My name is Emily.
I was born and raised in a small village in rural/rust belt Ohio. I come from a long line of working people–oil drillers, subsistence farmers, factory workers, and small business owners. My parents, who worked in a rubber factory when I was growing up, wanted better opportunities for themselves and their children. They earned associates degrees, entered into new professions, and moved our family to Virginia when I was 12.
In Virginia, I had access to better school libraries and discovered poetry for the first time. Throughout my teenage years, literature became the center of my life and I was determined to get a Ph.D. in literature. The next 15 or so years of my life became dedicated to that end. Upon graduating high school, I attended Piedmont Virginia Community College for two years and finished my undergraduate education in English at the University of Virginia.
In September of 2009, I entered the English Language and Literature program at the University of Michigan. While my experience in the program was positive, in the spring of 2014 I came to the conclusion that I was actually interested in my dissertation, not an academic career. I finished my degree and pivoted to a life that’s less prestigious, more quotidian, and almost certainly more financially stable—full of hand-made things, self-made poems, cats, lovers, queerness, woo-woo, persistent fatigue, plant medicine, weights and swords, tarot cards, genealogy and etymology. In 2019 I became a certified facilitator of The Work That Reconnects, I’m working toward publishing my first book of poems, I’ll read your cards if you ask, and I’m looking for the best way to be of service with the skills and talents I have in this world that has been grievously damaged partly for the sake of people who look like me.

[Region pointing data]
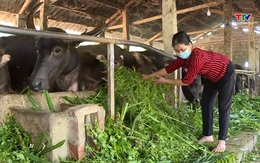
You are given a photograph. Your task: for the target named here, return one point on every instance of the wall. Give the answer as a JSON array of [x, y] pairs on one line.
[[215, 43]]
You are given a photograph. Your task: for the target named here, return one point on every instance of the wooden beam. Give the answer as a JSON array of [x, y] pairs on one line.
[[227, 8], [222, 42], [251, 44], [169, 27], [125, 27], [203, 23], [211, 4], [43, 15], [69, 9], [183, 19], [104, 4], [118, 13], [152, 38], [25, 6]]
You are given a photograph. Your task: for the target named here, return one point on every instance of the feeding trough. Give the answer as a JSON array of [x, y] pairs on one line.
[[66, 124]]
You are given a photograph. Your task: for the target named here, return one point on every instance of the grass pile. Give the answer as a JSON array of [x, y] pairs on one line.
[[149, 129]]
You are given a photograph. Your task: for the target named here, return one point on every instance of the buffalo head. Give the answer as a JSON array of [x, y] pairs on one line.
[[56, 65]]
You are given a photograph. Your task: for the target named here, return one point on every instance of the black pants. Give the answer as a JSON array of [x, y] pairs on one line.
[[224, 87]]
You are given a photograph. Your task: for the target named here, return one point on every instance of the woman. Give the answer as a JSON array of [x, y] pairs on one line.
[[218, 72]]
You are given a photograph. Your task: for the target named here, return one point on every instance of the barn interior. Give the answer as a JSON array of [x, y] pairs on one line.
[[230, 27]]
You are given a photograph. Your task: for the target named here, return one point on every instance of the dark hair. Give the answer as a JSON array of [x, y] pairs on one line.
[[180, 38]]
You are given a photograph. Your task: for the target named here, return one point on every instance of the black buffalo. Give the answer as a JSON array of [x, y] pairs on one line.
[[93, 70], [243, 80], [30, 54], [4, 75]]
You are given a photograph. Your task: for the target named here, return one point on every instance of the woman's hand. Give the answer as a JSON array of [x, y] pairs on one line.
[[159, 80], [145, 76]]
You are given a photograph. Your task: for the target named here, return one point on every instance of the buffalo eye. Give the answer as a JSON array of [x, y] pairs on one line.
[[57, 50]]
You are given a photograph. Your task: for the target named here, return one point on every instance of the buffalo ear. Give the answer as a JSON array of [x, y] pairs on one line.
[[139, 58], [4, 60], [101, 57]]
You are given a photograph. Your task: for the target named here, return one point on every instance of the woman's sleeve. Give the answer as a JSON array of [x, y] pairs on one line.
[[177, 63], [196, 64]]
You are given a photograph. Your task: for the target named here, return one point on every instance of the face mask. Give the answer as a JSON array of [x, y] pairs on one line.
[[184, 55]]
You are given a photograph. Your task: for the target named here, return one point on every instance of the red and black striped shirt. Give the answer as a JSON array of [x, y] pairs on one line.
[[210, 65]]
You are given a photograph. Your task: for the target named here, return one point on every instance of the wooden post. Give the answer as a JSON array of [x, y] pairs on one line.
[[111, 84], [169, 24], [21, 20], [125, 27], [227, 7], [43, 15], [251, 44]]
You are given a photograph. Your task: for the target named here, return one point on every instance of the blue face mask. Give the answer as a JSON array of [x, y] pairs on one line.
[[184, 55]]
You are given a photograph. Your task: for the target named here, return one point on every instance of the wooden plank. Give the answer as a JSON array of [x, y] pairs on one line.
[[118, 13], [125, 27], [111, 81], [211, 4], [25, 6], [228, 46], [152, 38], [183, 19], [190, 9]]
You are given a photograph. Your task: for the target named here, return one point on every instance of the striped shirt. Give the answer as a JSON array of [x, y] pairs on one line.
[[210, 65]]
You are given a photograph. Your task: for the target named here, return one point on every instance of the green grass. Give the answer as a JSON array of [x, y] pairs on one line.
[[253, 156]]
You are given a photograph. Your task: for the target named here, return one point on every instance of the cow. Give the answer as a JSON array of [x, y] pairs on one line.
[[92, 72], [242, 80], [4, 75], [27, 53]]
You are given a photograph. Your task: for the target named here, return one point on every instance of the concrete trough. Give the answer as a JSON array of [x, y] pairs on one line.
[[68, 123]]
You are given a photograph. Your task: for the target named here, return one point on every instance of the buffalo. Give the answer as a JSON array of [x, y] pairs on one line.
[[34, 59], [93, 70]]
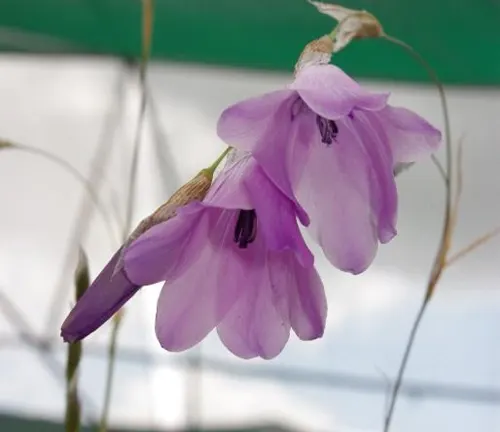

● WORK INSTRUCTION 1
List the kinds of working people in the family line described in the autobiographical sketch.
● WORK INSTRUCTION 2
Repeat the stretch of the autobiographical sketch from "I was born and" through "when I was 12.".
The lines aren't needed for anything that comes after them.

● EXERCISE RESPONSE 1
Oil drillers, subsistence farmers, factory workers, and small business owners.

● EXERCISE RESPONSE 2
I was born and raised in a small village in rural/rust belt Ohio. I come from a long line of working people–oil drillers, subsistence farmers, factory workers, and small business owners. My parents, who worked in a rubber factory when I was growing up, wanted better opportunities for themselves and their children. They earned associates degrees, entered into new professions, and moved our family to Virginia when I was 12.